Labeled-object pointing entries
○ ○ ○ ○ ○
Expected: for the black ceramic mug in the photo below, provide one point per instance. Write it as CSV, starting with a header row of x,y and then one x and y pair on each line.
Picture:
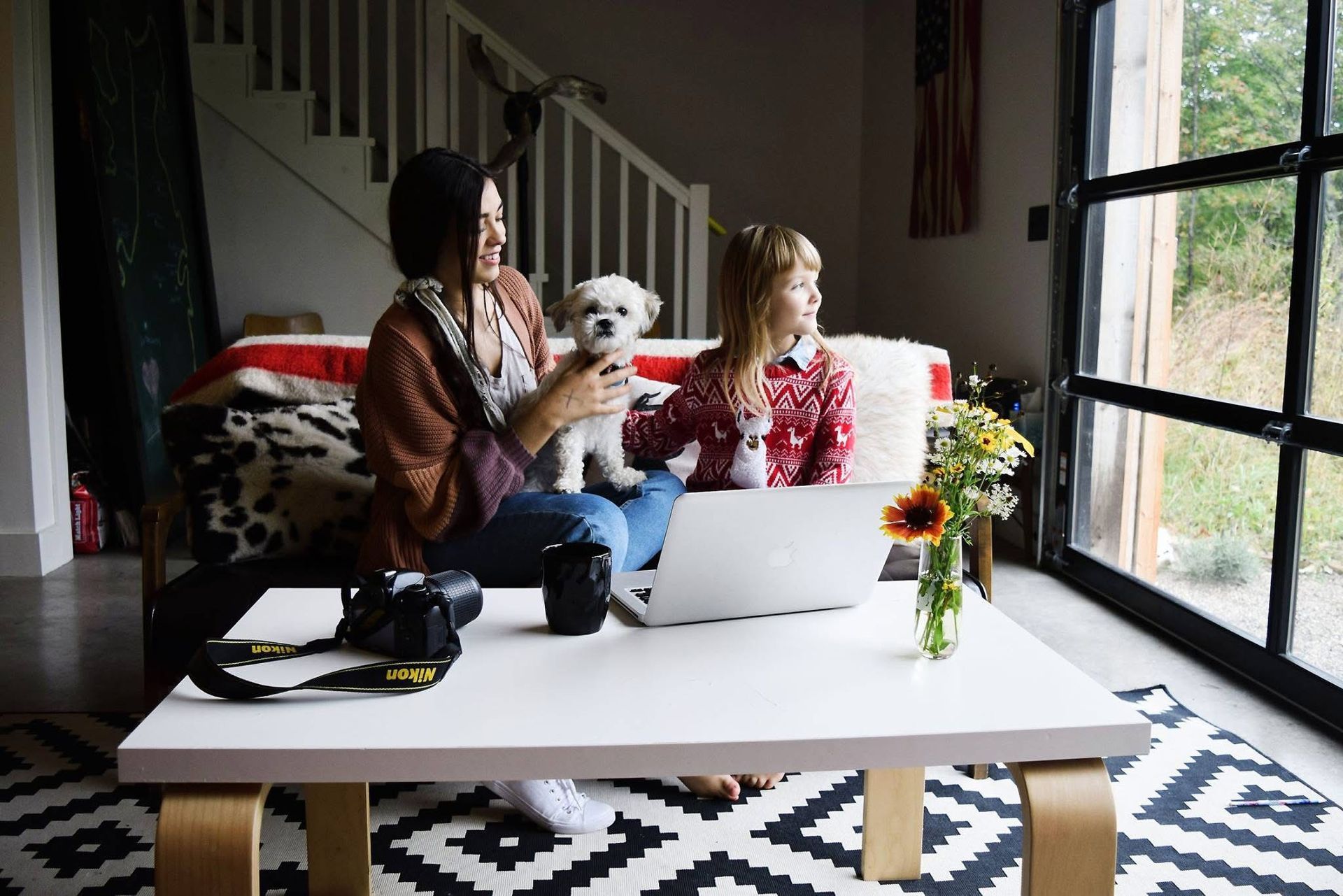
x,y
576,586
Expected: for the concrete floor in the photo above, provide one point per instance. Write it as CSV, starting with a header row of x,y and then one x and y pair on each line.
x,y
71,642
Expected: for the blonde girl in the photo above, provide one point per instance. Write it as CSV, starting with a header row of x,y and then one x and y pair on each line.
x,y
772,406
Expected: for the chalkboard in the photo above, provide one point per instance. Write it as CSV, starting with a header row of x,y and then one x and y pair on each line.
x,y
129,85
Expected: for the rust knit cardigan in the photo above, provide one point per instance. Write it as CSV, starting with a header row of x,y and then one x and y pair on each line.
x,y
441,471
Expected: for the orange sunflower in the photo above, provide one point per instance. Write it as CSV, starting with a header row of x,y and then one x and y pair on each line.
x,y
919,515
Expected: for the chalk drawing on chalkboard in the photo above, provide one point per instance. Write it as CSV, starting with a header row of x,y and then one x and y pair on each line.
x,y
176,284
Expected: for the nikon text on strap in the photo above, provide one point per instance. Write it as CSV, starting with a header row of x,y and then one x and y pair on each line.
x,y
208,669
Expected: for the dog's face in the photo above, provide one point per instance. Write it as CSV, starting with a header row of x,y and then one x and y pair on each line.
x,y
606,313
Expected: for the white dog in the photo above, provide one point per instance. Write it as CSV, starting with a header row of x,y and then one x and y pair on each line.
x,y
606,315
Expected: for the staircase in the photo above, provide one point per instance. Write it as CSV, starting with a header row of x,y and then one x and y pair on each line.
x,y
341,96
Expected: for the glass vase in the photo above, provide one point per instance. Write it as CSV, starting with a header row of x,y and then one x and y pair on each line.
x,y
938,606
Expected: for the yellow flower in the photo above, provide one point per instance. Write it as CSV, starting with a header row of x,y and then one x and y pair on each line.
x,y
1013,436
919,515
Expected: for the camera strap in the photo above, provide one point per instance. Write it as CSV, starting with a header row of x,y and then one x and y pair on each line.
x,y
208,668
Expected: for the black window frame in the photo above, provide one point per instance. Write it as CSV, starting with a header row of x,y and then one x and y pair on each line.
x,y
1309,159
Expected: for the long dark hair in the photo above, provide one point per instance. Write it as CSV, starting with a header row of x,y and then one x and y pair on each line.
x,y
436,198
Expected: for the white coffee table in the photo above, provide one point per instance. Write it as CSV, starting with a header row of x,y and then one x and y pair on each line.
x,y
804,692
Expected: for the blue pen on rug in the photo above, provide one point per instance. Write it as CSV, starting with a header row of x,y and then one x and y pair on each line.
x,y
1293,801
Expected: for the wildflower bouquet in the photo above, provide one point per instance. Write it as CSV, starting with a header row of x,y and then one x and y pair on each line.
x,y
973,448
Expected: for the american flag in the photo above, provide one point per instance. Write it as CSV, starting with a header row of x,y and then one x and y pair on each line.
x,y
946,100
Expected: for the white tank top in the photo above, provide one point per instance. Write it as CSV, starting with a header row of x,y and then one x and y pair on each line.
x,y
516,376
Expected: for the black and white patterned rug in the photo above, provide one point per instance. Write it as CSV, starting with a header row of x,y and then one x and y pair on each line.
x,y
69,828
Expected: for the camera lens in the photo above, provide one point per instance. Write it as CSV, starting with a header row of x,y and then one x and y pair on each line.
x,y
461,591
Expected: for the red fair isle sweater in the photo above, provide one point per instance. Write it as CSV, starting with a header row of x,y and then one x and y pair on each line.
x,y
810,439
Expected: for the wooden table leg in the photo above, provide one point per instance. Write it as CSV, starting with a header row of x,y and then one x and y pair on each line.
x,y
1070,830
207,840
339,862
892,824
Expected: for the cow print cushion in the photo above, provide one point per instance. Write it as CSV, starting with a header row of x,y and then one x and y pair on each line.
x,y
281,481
○ ○ ○ ○ ○
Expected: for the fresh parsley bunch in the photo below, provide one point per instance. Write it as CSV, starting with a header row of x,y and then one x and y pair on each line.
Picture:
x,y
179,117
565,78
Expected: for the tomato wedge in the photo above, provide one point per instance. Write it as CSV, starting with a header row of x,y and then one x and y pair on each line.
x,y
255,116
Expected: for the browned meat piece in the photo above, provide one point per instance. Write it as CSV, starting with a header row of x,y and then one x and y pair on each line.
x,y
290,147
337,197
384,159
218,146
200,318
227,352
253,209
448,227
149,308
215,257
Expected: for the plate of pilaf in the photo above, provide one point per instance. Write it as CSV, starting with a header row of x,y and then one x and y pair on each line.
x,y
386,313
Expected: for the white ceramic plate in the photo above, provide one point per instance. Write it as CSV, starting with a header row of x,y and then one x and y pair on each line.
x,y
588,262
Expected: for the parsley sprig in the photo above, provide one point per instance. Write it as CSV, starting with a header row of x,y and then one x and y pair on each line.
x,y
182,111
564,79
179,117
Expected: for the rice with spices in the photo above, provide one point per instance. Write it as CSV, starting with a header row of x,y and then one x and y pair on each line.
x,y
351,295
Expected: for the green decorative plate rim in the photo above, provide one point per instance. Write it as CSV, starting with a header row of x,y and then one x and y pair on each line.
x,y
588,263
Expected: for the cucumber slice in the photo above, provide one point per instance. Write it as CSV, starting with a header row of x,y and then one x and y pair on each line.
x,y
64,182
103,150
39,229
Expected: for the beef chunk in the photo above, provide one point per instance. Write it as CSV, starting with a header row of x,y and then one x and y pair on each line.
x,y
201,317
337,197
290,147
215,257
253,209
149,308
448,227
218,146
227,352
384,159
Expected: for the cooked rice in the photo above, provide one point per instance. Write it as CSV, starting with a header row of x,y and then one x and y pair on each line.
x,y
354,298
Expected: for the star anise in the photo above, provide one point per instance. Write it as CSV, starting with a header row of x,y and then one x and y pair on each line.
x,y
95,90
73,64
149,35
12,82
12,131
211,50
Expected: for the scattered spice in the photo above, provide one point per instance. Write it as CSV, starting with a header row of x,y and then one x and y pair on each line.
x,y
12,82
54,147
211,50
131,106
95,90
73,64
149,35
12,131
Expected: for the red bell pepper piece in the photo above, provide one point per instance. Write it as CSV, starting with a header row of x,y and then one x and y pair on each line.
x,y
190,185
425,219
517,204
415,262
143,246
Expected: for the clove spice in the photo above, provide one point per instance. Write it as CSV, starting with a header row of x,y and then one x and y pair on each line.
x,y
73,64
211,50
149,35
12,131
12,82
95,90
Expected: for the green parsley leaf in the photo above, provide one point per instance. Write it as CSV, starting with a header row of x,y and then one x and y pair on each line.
○ ○ ○ ○ ○
▶ SHORT EXERCISE
Return each line of the items above that contains the word "rice". Case counts.

▶ RESPONSE TO THIS TASK
Expected: for the rice with spices in the photo above, provide one point per instance. Write it as CSV, starting with a header row of x,y and then one x and y pair on each line.
Expected: for the cooked rice in the photo above, provide one point per instance. Write it as CSV, starting with a header row of x,y and then one x and y pair on each line.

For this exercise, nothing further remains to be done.